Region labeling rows
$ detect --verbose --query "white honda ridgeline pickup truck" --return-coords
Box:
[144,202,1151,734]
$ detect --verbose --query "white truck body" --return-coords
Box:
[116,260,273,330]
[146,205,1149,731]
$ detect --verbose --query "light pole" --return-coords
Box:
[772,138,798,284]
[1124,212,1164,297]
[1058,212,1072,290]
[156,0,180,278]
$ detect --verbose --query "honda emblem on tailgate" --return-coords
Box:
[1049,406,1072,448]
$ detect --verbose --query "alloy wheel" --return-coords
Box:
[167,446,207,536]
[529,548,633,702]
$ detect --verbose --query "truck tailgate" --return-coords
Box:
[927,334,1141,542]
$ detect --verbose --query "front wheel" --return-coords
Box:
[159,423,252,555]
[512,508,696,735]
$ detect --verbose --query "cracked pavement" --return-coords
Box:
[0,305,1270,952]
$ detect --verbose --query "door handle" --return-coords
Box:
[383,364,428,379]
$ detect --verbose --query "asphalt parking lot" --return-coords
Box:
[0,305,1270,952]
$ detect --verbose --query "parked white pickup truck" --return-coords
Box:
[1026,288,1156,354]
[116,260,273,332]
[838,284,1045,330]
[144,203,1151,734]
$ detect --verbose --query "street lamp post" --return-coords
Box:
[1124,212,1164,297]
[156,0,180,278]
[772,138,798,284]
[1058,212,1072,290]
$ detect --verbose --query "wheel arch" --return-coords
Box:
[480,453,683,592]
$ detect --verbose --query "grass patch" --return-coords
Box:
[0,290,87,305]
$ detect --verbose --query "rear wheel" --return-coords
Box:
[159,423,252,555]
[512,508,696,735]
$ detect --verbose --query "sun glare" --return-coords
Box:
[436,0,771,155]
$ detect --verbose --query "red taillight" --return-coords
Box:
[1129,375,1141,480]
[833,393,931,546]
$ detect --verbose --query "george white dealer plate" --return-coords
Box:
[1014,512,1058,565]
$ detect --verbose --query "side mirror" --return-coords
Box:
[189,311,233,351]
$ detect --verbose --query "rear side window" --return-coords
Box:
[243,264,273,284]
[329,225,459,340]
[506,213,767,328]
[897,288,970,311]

Your task =>
Copy out every line of the rows above without changing anything.

Exercise answer =>
$ detect --verbose --query "white honda ridgeline pickup truck" --return-coords
Box:
[144,202,1151,734]
$ detect --verbose --query "white truck body" --return-coords
Box:
[116,260,273,330]
[146,205,1149,731]
$ detect --verbose --query "light pole" --return-coords
Box:
[772,138,798,284]
[1124,212,1164,297]
[1058,212,1072,290]
[156,0,180,278]
$ detect --verbose --query "honda emblem on tailgate" --return-coords
Box:
[1049,406,1072,448]
$ detect --verbose --query "alloy wheel" --return-coords
Box:
[167,446,207,536]
[529,548,633,702]
$ detect --verbose --query "truck tailgate" --return-coords
Box:
[927,334,1141,542]
$ detect --verbose --query "front wheel" --return-coords
Box:
[159,423,252,555]
[512,508,696,735]
$ detect --verbose --query "cracked pavement" --return-coords
Box:
[0,305,1270,952]
$ detect --verbose --query "door handle" --return-coords
Box:
[383,364,428,379]
$ detect --verbose --query "asphalt parking lot" --return-coords
Box:
[0,305,1270,952]
$ detect --verbose --query "parked white pickup truck" --return-coords
Box:
[1026,288,1156,354]
[116,260,273,332]
[838,284,1045,330]
[144,203,1151,734]
$ detect --verbose --query "street lamp post" --return-coords
Box:
[1124,212,1164,297]
[156,0,180,278]
[772,138,798,284]
[1058,212,1072,290]
$ detect --verbose --query "wheel arch" --return-coords
Box:
[480,453,683,592]
$ detect --verbose --query "grass patch" --return-coords
Box:
[0,290,87,305]
$ detect --verbose --query "rear wheel" --return-coords
Box:
[159,423,252,555]
[512,508,696,735]
$ detect --verbose --query "sun glare" --return-coords
Box:
[436,0,771,155]
$ detect --verbose --query "red taillight" --return-coords
Box:
[1129,375,1141,480]
[833,393,931,546]
$ detect --verbose --query "george white dealer plate" --return-coords
Box:
[1014,512,1058,565]
$ detect --verbose --query "side mirror" --return-coords
Box:
[189,311,233,351]
$ detect --verbose --query "rear side window" --return-coords
Box:
[243,264,273,284]
[329,225,459,340]
[506,213,767,328]
[897,288,970,311]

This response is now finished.